» **Instructions to follow**: Return the records, each one exactly as written.

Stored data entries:
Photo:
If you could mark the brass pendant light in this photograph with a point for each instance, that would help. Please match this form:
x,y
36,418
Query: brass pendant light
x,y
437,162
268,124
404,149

» **The completed task**:
Photo:
If you could mark the brass pendant light in this photograph with a point for each instance, that would help. Please match this form:
x,y
36,418
Query: brass pendant light
x,y
437,162
268,124
404,149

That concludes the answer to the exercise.